[Task instructions]:
Determine how many lines of the material below contain the string "front", with uppercase and lowercase letters treated as different. Report only that number.

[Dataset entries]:

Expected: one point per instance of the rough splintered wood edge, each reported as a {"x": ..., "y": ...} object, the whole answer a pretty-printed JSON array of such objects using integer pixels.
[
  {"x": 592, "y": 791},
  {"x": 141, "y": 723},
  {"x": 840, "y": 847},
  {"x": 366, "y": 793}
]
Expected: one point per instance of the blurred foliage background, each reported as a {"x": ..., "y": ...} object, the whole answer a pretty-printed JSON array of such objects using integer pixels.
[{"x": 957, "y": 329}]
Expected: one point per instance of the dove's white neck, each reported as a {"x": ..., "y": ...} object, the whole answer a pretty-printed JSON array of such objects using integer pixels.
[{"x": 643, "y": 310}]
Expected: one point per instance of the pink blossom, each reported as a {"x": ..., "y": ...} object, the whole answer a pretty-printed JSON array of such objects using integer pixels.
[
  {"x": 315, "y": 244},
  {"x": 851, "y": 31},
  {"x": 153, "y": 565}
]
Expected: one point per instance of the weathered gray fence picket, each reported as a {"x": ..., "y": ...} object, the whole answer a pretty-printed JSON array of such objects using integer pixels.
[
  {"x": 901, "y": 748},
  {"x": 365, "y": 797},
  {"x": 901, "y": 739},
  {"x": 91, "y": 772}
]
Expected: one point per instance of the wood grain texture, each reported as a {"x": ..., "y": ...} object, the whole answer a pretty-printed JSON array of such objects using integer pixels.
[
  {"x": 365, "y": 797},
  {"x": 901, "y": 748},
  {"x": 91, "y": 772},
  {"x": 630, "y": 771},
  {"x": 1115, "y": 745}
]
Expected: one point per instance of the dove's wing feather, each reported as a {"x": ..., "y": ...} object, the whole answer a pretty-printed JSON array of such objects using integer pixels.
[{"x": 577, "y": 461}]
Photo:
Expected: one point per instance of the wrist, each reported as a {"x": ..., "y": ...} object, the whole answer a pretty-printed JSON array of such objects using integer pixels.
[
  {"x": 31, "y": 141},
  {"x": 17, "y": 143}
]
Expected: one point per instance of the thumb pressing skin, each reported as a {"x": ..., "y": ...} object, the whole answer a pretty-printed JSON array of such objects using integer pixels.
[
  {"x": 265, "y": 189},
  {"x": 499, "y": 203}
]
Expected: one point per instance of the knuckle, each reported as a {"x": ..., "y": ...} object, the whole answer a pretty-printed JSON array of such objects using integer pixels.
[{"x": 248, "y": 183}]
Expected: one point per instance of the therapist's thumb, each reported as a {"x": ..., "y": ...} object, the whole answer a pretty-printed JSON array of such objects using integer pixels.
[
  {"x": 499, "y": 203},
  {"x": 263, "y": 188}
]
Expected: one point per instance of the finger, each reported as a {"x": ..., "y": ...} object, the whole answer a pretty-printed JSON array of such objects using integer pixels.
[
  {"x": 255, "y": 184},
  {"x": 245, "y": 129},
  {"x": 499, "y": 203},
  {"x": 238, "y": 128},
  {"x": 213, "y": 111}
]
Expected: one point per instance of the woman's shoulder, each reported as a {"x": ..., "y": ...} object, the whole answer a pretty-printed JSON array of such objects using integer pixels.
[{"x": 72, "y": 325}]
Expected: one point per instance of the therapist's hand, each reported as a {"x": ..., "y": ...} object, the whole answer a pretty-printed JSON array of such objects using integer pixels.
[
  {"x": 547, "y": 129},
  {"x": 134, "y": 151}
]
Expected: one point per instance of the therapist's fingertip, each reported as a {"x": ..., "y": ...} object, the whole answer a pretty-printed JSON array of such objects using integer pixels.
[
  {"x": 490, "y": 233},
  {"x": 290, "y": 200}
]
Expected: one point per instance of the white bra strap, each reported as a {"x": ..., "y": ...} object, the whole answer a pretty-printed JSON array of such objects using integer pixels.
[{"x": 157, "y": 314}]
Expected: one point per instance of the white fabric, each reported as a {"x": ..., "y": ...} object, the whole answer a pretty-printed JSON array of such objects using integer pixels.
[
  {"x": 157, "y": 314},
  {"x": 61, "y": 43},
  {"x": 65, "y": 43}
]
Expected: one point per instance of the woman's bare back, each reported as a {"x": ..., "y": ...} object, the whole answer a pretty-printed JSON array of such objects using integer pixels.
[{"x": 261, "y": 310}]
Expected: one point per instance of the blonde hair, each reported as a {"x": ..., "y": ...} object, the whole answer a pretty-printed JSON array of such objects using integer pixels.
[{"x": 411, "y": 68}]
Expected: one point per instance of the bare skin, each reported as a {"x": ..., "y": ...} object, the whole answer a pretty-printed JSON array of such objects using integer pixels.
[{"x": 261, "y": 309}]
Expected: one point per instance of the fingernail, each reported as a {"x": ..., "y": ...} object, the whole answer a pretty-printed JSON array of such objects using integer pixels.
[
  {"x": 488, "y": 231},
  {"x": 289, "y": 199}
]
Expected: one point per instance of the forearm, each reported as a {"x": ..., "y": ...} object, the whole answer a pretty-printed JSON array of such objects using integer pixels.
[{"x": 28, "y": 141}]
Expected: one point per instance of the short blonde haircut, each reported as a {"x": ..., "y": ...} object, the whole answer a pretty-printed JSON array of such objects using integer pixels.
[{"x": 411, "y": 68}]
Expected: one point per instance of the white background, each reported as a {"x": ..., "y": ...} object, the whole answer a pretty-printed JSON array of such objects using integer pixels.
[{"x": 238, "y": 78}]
* * *
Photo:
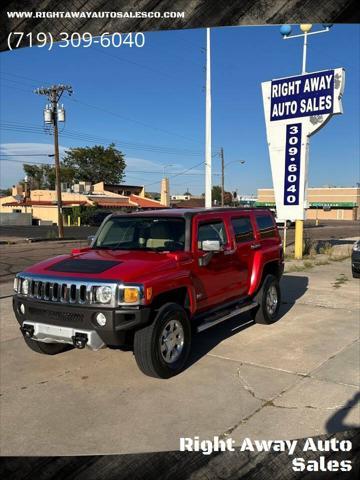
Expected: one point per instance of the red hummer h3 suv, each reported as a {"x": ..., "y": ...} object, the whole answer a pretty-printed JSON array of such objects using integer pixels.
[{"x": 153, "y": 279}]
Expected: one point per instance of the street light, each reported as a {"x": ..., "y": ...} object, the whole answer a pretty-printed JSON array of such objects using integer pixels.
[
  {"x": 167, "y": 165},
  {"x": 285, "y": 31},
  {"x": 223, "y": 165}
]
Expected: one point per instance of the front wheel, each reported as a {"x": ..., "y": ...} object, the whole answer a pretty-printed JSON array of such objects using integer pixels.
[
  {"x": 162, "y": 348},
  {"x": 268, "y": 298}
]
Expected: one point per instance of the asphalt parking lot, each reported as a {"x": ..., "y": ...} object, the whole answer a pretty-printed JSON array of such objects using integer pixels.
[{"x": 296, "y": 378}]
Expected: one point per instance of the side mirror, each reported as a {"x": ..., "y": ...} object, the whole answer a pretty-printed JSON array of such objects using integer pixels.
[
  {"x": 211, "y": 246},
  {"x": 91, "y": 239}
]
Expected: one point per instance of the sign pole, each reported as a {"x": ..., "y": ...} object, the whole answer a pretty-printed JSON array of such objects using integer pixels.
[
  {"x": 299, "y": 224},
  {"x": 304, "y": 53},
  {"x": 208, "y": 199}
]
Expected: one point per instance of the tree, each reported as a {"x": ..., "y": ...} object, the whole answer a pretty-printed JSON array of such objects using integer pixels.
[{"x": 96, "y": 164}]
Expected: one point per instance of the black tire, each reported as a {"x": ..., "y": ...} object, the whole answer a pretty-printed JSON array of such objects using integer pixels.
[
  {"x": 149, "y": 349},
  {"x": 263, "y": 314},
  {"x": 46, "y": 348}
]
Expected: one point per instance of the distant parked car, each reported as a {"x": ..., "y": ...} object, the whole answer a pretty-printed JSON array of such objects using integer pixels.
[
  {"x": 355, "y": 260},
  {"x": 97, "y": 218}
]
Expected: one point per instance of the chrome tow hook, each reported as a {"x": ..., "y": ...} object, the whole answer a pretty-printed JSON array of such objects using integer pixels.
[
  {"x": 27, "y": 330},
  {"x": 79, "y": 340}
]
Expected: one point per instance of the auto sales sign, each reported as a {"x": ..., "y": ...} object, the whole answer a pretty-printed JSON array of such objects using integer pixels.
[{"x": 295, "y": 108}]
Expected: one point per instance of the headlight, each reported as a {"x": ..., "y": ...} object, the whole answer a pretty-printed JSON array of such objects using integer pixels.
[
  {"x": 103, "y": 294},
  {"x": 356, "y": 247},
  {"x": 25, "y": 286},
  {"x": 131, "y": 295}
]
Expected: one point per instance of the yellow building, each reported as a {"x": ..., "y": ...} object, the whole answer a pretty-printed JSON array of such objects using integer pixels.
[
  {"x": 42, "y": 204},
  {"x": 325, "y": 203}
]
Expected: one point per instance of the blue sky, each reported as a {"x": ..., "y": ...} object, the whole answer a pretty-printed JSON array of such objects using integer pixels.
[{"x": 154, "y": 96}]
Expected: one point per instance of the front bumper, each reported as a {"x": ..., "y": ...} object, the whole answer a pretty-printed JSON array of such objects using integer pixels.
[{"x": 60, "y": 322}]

[Complete response]:
2